» Text:
####
She is a sitcom-star from the 90’s but she is running for a presidential nomination under the Green Party. We watched him in action movies but our children know him better as the former Governor of California. Our girlfriends and sisters are in love with him but the stadiums are no longer enough for him… Roseanne Barr, Arnold Schwarzenegger and Jon Bon Jovi are some of the celebrities who got involved in politics. But only a few manage to actually make a change. Why do they make these careers moves? Are they really helping?
“The Democrats and Republicans have proven that they are servants – bought and paid for by the 1 percent – who are not doing what’s in the best interest of the American people”. This is how American actress Roseanne Barr, 59, announced on February 2nd her candidacy for the 2012 presidential nomination. Obviously not running for either of the two main parties, she will be seeking the nomination for the Green Party. Describing herself as a “longtime supporter” of the Greens, she has already submitted all the paperwork needed to make her candidacy official. Calling for the “99%” (how the people who started the “Occupy Wall Street” movement call themselves), this is the first time she gets seriously involved in politics.
####
» What is being asked: Using the text on celebrities in politics, explain why Roseanne Barr is seeking the Green Party nomination instead of running as a Democrat or Republican.

» Recorded data:
####
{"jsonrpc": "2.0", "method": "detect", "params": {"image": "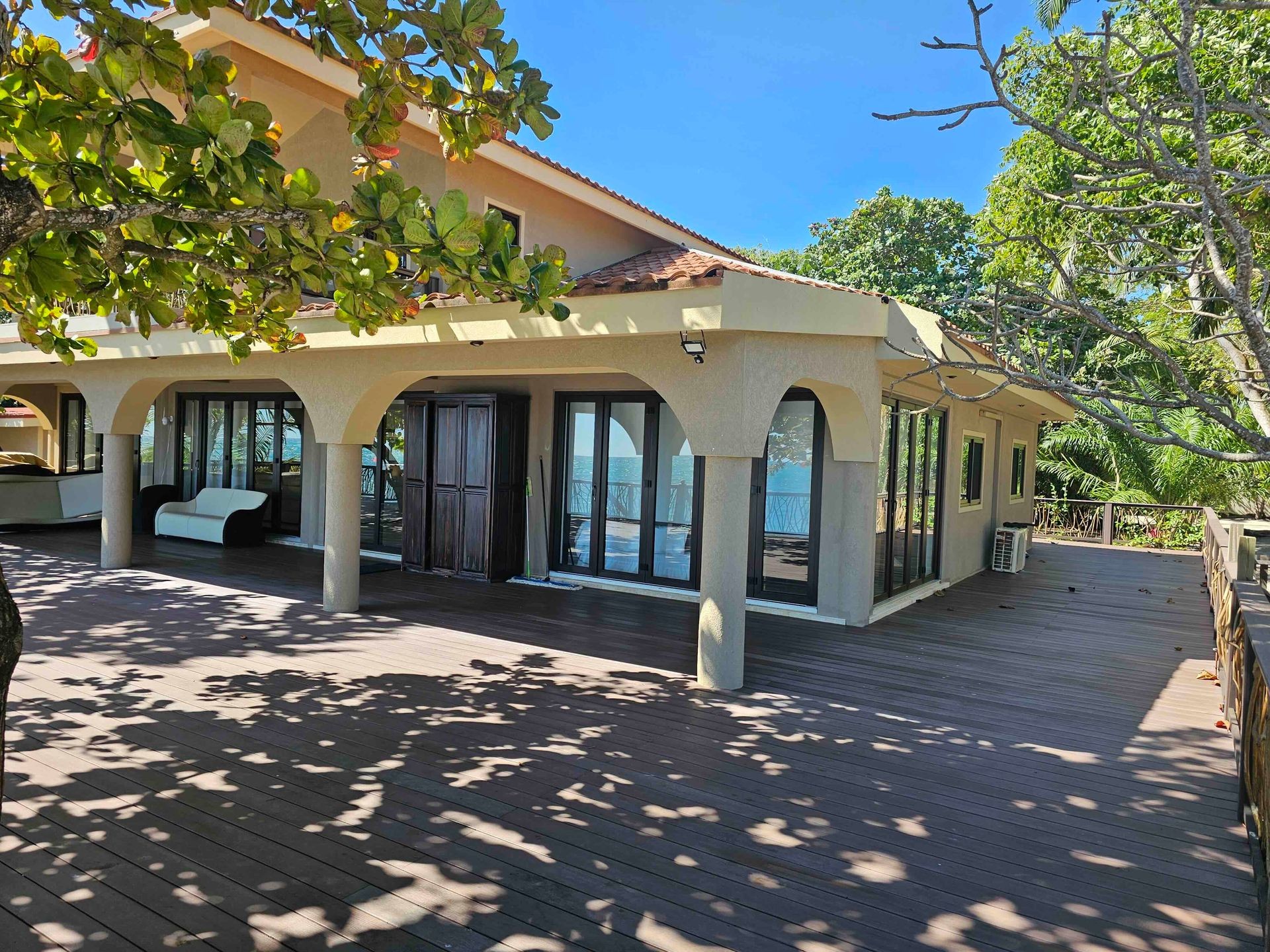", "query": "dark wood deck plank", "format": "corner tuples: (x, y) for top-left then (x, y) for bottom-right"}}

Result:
(0, 532), (1259, 952)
####
» Exercise response: In announcing her candidacy, Barr said the Democrats and Republicans are servants "bought and paid for by the 1 percent" who do not act in the best interest of the American people. She also describes herself as a longtime supporter of the Greens.